__YOUR GOAL__: Please retype the lines below, starting at the line that contains "indicate the city" and ending at the line that contains "column 173, row 314", both included. Copy them exactly and add no other lines.

__DATA EXCERPTS__:

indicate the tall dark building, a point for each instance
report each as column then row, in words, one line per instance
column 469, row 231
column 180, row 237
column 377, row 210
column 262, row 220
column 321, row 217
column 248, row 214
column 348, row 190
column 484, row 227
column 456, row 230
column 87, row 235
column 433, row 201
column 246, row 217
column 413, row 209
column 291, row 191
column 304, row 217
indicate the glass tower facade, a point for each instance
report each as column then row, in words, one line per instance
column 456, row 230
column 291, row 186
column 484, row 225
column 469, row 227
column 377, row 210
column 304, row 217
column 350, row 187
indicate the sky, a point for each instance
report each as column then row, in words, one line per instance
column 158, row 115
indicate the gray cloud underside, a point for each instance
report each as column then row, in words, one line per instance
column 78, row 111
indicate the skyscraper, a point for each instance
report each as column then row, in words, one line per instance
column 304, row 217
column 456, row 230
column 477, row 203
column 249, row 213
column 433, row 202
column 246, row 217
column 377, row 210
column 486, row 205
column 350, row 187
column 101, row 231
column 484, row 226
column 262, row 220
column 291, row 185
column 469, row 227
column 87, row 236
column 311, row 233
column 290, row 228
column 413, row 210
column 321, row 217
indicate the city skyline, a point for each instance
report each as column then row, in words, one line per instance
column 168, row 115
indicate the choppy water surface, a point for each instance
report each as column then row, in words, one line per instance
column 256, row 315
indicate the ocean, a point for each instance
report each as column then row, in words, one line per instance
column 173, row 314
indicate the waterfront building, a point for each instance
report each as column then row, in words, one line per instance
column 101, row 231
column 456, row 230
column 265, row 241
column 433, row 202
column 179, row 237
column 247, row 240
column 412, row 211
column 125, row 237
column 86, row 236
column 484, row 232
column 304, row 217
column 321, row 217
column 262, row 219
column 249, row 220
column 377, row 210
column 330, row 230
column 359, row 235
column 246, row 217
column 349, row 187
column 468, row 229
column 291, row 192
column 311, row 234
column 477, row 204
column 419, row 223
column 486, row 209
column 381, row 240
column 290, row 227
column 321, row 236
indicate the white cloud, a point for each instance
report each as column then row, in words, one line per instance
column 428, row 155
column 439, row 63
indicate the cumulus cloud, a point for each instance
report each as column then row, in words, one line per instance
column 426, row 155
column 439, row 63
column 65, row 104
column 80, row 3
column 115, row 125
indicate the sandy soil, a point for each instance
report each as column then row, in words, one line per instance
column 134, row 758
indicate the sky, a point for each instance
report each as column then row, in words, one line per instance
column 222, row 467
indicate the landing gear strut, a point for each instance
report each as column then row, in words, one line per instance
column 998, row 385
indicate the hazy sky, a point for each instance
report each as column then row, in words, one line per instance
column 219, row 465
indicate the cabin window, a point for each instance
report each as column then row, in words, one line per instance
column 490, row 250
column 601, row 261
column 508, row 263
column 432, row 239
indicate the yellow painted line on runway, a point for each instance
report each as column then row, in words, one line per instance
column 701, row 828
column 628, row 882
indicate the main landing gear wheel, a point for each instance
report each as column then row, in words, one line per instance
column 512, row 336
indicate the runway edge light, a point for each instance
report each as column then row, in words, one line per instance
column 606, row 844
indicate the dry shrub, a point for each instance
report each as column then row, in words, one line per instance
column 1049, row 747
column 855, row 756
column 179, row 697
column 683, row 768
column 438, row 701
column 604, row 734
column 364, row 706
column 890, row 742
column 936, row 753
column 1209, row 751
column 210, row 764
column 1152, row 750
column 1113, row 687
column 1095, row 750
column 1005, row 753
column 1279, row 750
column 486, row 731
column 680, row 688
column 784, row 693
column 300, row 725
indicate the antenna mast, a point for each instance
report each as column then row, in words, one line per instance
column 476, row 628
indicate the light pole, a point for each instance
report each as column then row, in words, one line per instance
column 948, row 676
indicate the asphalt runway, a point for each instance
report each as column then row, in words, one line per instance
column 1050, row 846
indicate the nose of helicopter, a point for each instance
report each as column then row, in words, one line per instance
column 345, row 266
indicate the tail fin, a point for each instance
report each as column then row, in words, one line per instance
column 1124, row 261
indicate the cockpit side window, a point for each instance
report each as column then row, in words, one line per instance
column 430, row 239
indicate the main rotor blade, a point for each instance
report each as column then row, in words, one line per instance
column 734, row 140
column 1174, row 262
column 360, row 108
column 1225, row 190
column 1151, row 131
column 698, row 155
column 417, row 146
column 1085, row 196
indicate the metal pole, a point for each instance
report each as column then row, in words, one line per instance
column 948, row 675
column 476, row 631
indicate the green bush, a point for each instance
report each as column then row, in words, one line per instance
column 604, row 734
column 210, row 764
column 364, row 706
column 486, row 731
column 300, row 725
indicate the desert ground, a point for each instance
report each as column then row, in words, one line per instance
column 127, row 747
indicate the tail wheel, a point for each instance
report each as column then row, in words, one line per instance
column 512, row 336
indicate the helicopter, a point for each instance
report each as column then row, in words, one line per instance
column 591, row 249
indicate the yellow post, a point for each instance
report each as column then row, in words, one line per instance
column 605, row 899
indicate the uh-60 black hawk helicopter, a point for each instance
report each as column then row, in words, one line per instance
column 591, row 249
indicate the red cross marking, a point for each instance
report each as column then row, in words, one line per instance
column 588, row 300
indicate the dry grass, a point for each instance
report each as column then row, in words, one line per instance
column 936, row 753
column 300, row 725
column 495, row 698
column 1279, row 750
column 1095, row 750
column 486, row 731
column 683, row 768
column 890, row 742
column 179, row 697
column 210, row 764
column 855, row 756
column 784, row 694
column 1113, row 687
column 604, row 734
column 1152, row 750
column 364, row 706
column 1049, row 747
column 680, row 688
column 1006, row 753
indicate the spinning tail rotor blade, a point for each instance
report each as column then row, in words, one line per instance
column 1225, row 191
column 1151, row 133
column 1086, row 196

__EXERCISE RESPONSE__:
indicate the city skyline, a point for each instance
report each as column then row, in words, one line per instance
column 168, row 115
indicate the choppy water surface, a point for each instance
report each as column then row, in words, one line per instance
column 256, row 315
indicate the ocean, a point for each instance
report each as column then row, in words, one line per instance
column 173, row 314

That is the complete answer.